Jennifer Waldron

  • Associate Professor

Jennifer's Affiliations: Cultural Studies, European Studies Center, Gender, Sexuality, and Women's Studies, Medieval and Renaissance Studies, Vibrant Media Lab

Jennifer Waldron specializes in the fields of Renaissance drama and post-Reformation religious controversy in England. Her interests include comparative media studies, ritual and performance theory, and histories of gender and the body. Waldron received her BA in Comparative Literature (French, Spanish, and English) from Oberlin College, her MA in English Literature from New York University, and her PhD from Princeton University. Her first book, Reformations of the Body: Idolatry, Sacrifice, and Early Modern Theater, reexamines secularization narratives about Elizabethan and Jacobean drama in light of Protestant investments in the sacramental and symbolic powers of the human body. Her current book project, Shakespeare and the Sense of Scale, takes up Shakespeare’s career-long exploration of the power of language to produce scalar effects, from concrete sensory experiences of space and time to complex models of collectivity and individuality. She recently completed a piece titled “Bare Stage and Manga Page: Scalar Mediation and Shakespeare’s Tempest,” for “Shakespeare and Comics,” a collection edited by Brandon Christopher and Jim Casey. She also co-edited, with Wendy Beth Hyman, a forthcoming special issue of the journal English Literary Renaissance, titled "Theorizing Early Modern Fictions.

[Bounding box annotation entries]
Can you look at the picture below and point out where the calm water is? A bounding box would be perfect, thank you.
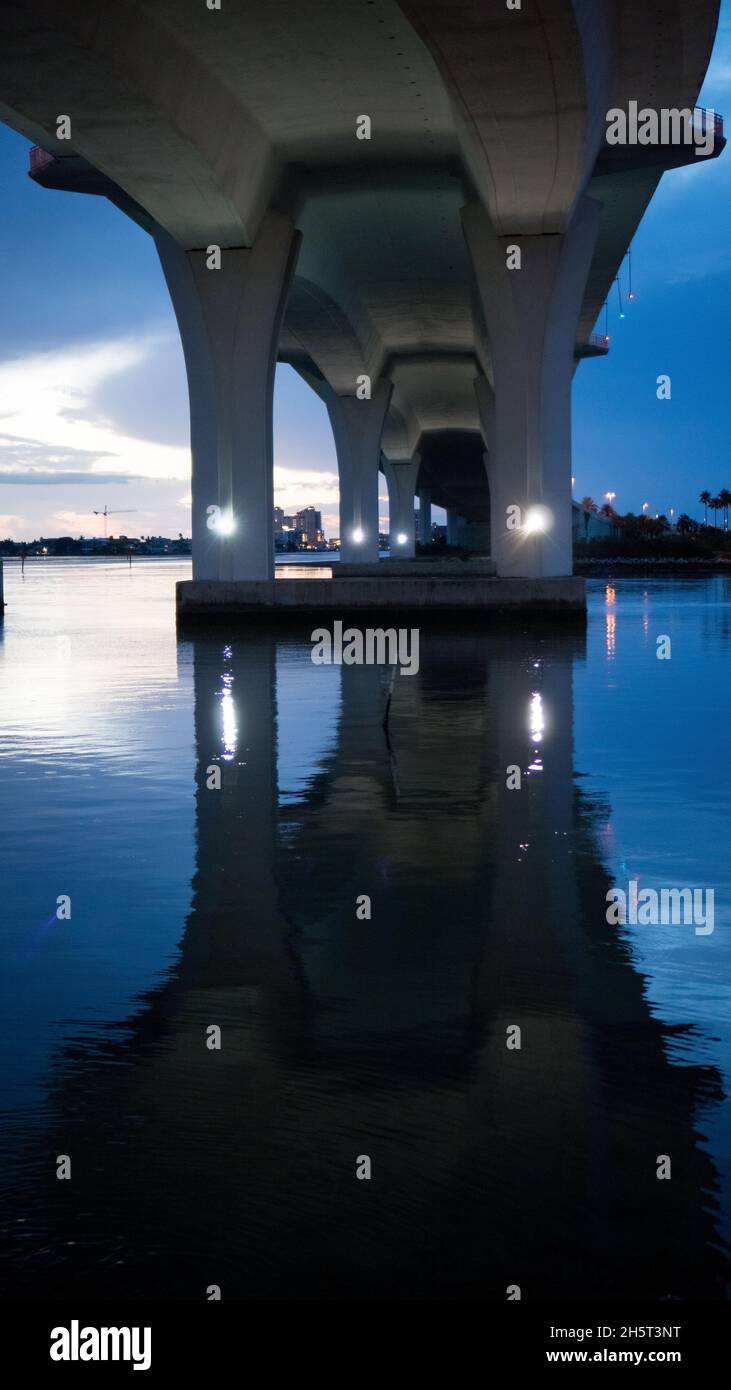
[0,560,731,1300]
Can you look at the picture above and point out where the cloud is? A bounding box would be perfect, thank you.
[0,513,26,541]
[0,464,139,485]
[274,463,339,512]
[0,332,190,482]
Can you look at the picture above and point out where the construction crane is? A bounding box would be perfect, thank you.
[95,503,138,535]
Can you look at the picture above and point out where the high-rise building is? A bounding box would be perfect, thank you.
[295,507,322,545]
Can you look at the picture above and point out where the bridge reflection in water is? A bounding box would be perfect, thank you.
[10,630,723,1300]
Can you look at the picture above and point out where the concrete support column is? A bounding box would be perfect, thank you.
[474,377,495,484]
[384,453,421,560]
[418,488,431,545]
[313,378,393,564]
[463,197,602,577]
[156,213,300,580]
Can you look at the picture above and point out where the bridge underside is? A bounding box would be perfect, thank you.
[0,0,724,606]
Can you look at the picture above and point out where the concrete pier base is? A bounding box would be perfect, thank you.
[332,556,496,580]
[175,575,586,621]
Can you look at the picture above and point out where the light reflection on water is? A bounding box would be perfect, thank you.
[0,560,731,1298]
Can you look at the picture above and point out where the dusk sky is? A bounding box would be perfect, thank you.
[0,0,731,539]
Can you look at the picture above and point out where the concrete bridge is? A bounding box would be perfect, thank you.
[0,0,725,606]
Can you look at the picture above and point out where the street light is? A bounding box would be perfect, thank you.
[524,506,553,532]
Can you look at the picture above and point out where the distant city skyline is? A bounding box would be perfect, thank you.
[0,0,731,539]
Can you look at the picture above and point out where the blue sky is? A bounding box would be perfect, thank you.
[0,8,731,538]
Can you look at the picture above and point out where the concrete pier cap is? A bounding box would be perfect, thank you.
[0,0,725,610]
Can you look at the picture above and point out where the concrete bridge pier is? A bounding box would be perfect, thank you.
[313,378,393,564]
[418,488,431,545]
[156,213,300,580]
[384,453,421,560]
[463,197,602,578]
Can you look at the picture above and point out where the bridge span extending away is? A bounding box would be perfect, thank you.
[0,0,724,606]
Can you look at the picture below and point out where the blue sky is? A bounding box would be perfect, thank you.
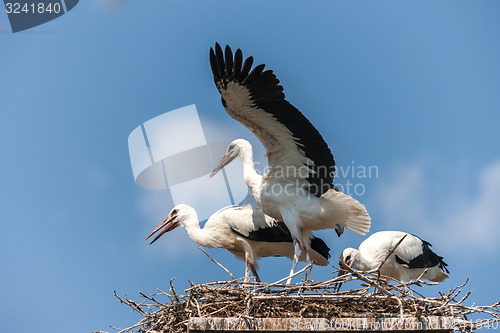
[0,0,500,332]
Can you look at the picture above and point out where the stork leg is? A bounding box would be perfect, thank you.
[302,241,312,281]
[245,252,250,282]
[286,238,301,284]
[250,264,261,282]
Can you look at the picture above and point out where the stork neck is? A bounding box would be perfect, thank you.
[352,252,377,271]
[240,147,262,187]
[182,214,206,245]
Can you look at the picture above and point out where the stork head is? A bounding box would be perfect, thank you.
[339,247,359,268]
[210,139,252,178]
[146,204,194,245]
[334,247,359,292]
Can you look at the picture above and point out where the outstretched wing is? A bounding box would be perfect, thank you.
[210,44,335,197]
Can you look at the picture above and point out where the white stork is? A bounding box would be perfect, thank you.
[339,231,450,282]
[146,204,330,282]
[210,44,370,283]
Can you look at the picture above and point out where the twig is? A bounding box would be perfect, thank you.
[198,245,241,287]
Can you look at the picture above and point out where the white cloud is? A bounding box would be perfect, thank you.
[368,160,500,255]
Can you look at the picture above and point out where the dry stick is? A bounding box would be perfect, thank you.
[266,261,312,287]
[198,245,241,288]
[170,278,179,302]
[368,234,408,279]
[339,260,403,319]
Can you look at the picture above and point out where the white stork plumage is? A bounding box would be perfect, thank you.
[146,204,330,281]
[339,231,450,282]
[210,44,370,283]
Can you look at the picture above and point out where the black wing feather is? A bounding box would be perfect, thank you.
[395,236,449,273]
[230,221,293,243]
[210,43,337,197]
[230,220,331,260]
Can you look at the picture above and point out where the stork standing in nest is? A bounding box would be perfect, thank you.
[339,231,450,282]
[210,44,370,283]
[146,204,330,282]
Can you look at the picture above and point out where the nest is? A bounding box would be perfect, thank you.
[109,258,500,333]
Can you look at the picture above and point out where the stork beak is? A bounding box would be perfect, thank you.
[210,155,237,178]
[146,215,179,245]
[333,260,352,293]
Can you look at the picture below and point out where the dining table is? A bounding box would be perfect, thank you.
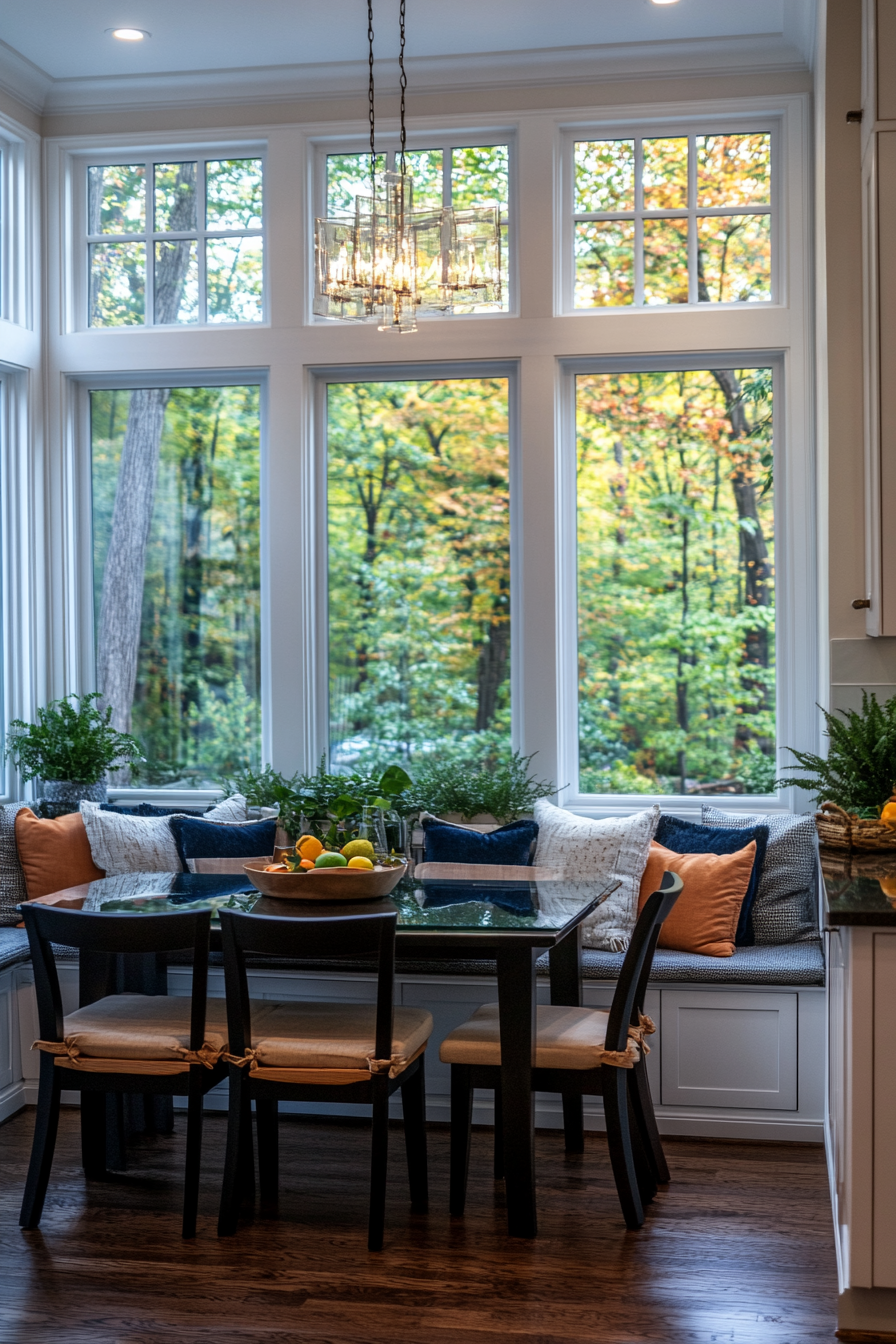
[19,866,618,1238]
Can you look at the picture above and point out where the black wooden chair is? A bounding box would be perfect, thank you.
[19,905,227,1236]
[439,872,682,1228]
[218,909,433,1251]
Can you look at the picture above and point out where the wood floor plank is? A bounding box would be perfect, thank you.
[0,1110,837,1344]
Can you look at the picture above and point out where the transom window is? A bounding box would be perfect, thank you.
[87,156,265,327]
[326,144,510,313]
[572,132,771,308]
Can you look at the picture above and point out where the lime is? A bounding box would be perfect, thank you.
[343,840,373,863]
[314,849,348,868]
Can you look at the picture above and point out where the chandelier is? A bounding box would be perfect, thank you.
[314,0,502,333]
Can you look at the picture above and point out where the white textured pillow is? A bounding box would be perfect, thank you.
[531,800,660,952]
[81,802,184,878]
[81,793,246,878]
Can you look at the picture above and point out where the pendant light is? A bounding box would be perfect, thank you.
[314,0,502,333]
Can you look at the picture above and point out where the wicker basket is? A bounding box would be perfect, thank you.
[815,802,896,852]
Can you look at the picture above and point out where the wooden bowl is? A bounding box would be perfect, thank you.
[243,860,407,900]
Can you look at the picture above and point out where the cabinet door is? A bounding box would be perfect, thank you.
[661,989,798,1110]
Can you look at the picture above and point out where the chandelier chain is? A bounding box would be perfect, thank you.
[367,0,376,196]
[398,0,407,176]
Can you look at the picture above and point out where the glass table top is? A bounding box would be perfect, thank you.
[26,872,618,933]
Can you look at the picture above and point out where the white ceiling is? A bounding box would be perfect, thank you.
[0,0,817,116]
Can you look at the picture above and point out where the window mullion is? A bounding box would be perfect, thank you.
[634,136,643,308]
[688,136,700,304]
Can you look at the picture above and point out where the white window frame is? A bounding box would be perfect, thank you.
[560,114,786,317]
[306,125,520,327]
[70,142,270,335]
[36,94,825,816]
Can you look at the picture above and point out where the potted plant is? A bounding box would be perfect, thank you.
[415,751,556,825]
[776,691,896,849]
[5,691,142,812]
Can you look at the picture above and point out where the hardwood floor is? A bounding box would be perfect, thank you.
[0,1110,837,1344]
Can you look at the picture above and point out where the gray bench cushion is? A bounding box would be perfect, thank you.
[233,939,825,985]
[0,917,31,970]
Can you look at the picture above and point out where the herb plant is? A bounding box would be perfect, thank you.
[415,751,556,821]
[5,691,142,784]
[778,691,896,817]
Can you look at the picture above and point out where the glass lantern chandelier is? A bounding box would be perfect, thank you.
[314,0,502,333]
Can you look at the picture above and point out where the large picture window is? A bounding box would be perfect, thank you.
[572,132,772,308]
[90,386,261,786]
[576,368,775,794]
[87,156,265,327]
[326,378,510,767]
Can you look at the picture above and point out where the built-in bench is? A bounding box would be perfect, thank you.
[0,929,825,1141]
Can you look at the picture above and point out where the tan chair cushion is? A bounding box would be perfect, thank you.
[240,1003,433,1078]
[35,995,235,1073]
[439,1004,653,1068]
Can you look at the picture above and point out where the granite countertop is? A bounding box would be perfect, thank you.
[821,847,896,927]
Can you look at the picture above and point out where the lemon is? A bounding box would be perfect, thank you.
[343,840,373,867]
[314,849,348,868]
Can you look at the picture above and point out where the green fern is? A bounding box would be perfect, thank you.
[776,691,896,817]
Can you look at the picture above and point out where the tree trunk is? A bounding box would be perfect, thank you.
[97,387,171,732]
[97,163,196,752]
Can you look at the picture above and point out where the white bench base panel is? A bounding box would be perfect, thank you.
[0,964,825,1142]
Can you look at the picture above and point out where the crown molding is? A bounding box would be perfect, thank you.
[0,42,52,114]
[24,34,807,116]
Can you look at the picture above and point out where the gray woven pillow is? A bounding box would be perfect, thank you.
[703,804,818,946]
[0,802,28,927]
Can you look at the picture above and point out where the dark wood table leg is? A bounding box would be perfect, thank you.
[497,939,539,1236]
[548,925,584,1153]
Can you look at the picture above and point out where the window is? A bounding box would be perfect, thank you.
[326,378,510,767]
[326,144,510,313]
[90,386,261,786]
[87,159,265,327]
[572,132,772,308]
[576,367,776,794]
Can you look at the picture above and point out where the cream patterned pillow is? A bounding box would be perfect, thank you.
[535,800,660,952]
[81,793,246,878]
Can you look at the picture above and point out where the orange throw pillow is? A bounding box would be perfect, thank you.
[638,840,756,957]
[16,808,106,900]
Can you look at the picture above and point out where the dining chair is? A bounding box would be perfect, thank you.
[218,909,433,1251]
[439,872,682,1228]
[19,905,227,1238]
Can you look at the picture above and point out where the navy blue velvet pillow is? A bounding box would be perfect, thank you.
[168,817,277,868]
[653,817,768,948]
[423,817,539,867]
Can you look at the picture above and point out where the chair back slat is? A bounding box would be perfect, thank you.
[214,907,398,1075]
[604,872,684,1050]
[21,905,211,1050]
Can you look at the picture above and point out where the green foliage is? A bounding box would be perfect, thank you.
[328,379,510,771]
[735,742,778,793]
[576,370,775,793]
[778,691,896,817]
[415,751,556,821]
[5,691,140,784]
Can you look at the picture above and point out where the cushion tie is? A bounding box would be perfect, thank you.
[31,1039,227,1073]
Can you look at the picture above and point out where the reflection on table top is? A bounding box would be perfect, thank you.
[821,848,896,927]
[22,872,618,941]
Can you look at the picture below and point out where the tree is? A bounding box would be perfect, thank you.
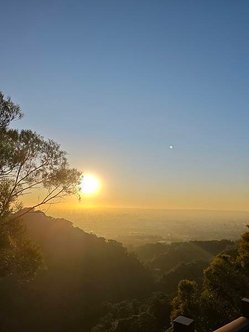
[0,93,81,218]
[0,92,81,281]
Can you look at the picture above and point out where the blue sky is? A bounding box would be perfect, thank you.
[0,0,249,209]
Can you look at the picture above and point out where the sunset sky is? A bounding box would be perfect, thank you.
[0,0,249,210]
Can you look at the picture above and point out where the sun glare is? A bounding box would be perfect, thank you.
[80,174,100,195]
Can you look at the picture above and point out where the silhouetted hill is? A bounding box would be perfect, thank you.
[1,212,151,332]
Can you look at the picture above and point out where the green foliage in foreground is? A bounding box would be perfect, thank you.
[171,228,249,331]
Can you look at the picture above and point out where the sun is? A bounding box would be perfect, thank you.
[80,174,100,195]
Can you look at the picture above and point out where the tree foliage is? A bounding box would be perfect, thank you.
[0,94,80,217]
[172,228,249,331]
[0,92,80,281]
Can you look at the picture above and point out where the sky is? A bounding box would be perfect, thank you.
[0,0,249,210]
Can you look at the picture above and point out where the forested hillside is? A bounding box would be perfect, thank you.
[0,211,242,332]
[0,212,152,332]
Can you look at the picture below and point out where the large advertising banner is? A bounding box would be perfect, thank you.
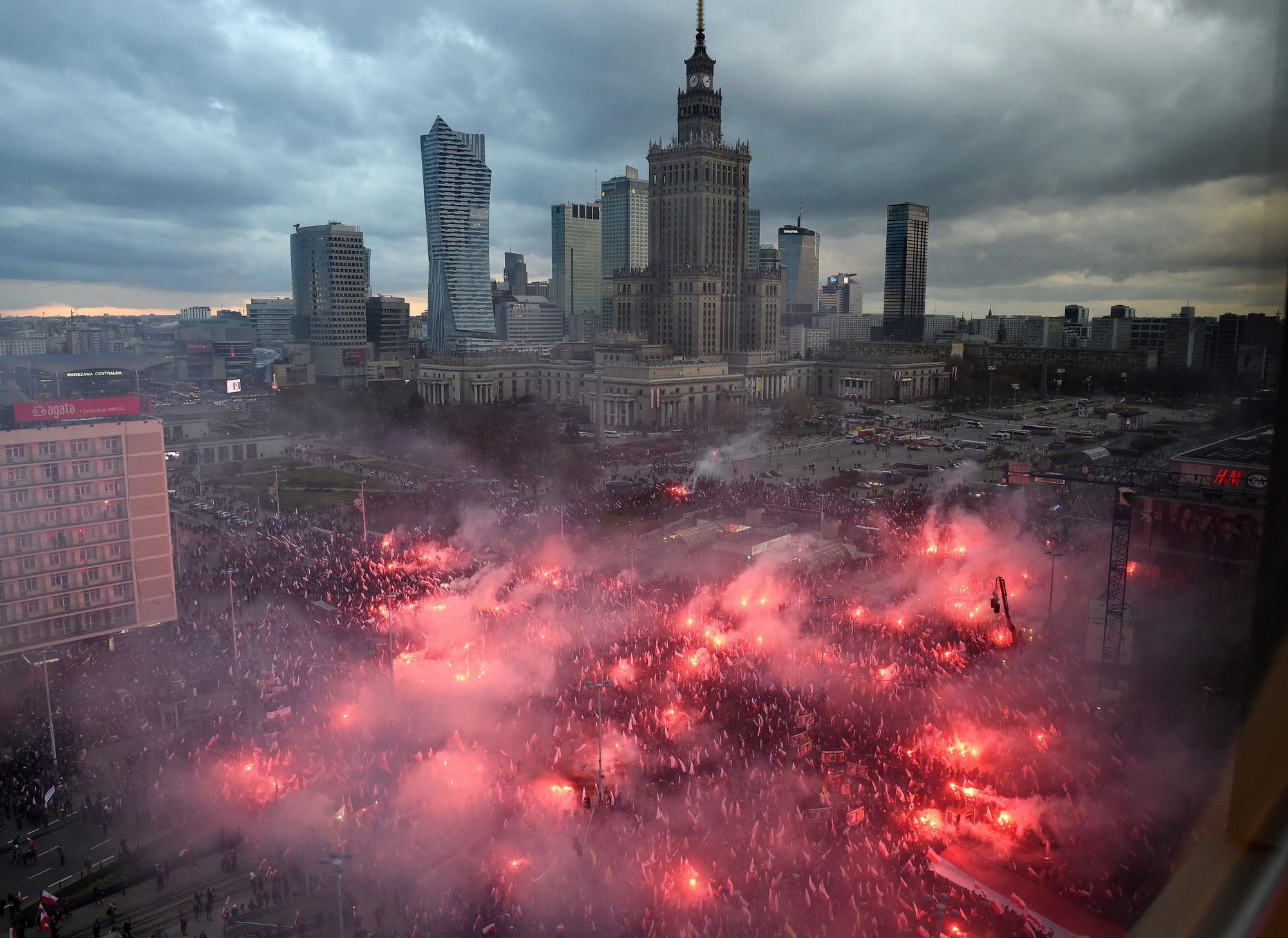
[1128,496,1265,577]
[13,395,140,424]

◆ **INSTRUCTION 1**
Answer these questions using the Jennifer Waldron profile:
(a) From which university did Waldron receive her MA, and in what subject?
(b) What is the title of her first book?
(c) Who edited the collection "Shakespeare and Comics"?
◆ **INSTRUCTION 2**
Rewrite the paragraph of the Jennifer Waldron profile that begins "Jennifer Waldron specializes in the fields" as a bulleted list, keeping its main facts.
◆ **INSTRUCTION 3**
Carry on the Jennifer Waldron profile from its final sentence.

◆ **FINAL ANSWER 1**
(a) New York University, in English Literature.
(b) Reformations of the Body: Idolatry, Sacrifice, and Early Modern Theater.
(c) Brandon Christopher and Jim Casey.

◆ **FINAL ANSWER 2**
- Specializes in Renaissance drama and post-Reformation religious controversy in England
- Interests: comparative media studies, ritual and performance theory, and histories of gender and the body
- Education: BA in Comparative Literature (French, Spanish, and English) from Oberlin College, MA in English Literature from New York University, PhD from Princeton University
- First book, Reformations of the Body: Idolatry, Sacrifice, and Early Modern Theater, reexamines secularization narratives about Elizabethan and Jacobean drama in light of Protestant investments in the sacramental and symbolic powers of the human body
- Current book project, Shakespeare and the Sense of Scale, examines Shakespeare's career-long exploration of how language produces scalar effects, from sensory experiences of space and time to models of collectivity and individuality
- Recently completed "Bare Stage and Manga Page: Scalar Mediation and Shakespeare's Tempest" for "Shakespeare and Comics," edited by Brandon Christopher and Jim Casey
- Co-edited, with Wendy Beth Hyman, a forthcoming special issue of English Literary Renaissance titled "Theorizing Early Modern Fictions"

◆ **FINAL ANSWER 3**
Research and Publications

“The Politics of Scale in Shakespeare’s Henry V: Fiction, History, Theater,” forthcoming in “Theorizing Early Modern Fictions,” a special issue of English Literary Renaissance 52.3 (Autumn 2022).

“Introduction: Interstitial Fictions” (co-written with Wendy Beth Hyman), forthcoming in “Theorizing Early Modern Fictions,” a special issue of English Literary Renaissance 52.3 (Autumn 2022).

“Then Face to Face: Timing Trust in Macbeth,” in Face to Face in Shakespearean Drama: Ethics, Performance, Philosophy, edited by Matthew Smith and Julia R. Lupton (Edinburgh University Press, 2019).

“Dead Likenesses and Sex Machines: Shakespearean Media Theory,” for A Handbook of Shakespeare, Gender, and Embodiment (Oxford, 2016), edited by Valerie Traub.

Reformations of the Body: Idolatry, Sacrifice, and Early Modern Theater (Palgrave Macmillan, 2013).

“Shakespeare, Synaesthesia, and Post-Reformation Phenomenology,” Criticism 54.3 (2013): 403–417, in a special issue on “Shakespeare and Phenomenology,” ed. James Kearney and Kevin Curran.

Teaching

Courses

Graduate Courses

  • Early Modern Mass Media: Print, Performance, Publics
  • Gender, Technics, and Media from Plato to Video Games
  • Gender and the Body on the Early Modern Stage
  • Word and Image
  • Introduction to Literary Studies
  • Genre and Genre Theory
  • Shakespeare and Adaptation

Undergraduate Courses

  • Literature, Media, and Science in the Age of Shakespeare
  • Words and Images
  • Project and Senior Seminars: Word and Image
  • Introduction to Shakespeare
  • Shakespeare’s Sexualities
  • Shakespeare and Film
  • Senior Seminar: Will & Jane

Service and Other Duties

  • Director, Literature Program (2018 – 2021)
  • Director, Program in Medieval and Renaissance Studies (2006–2018)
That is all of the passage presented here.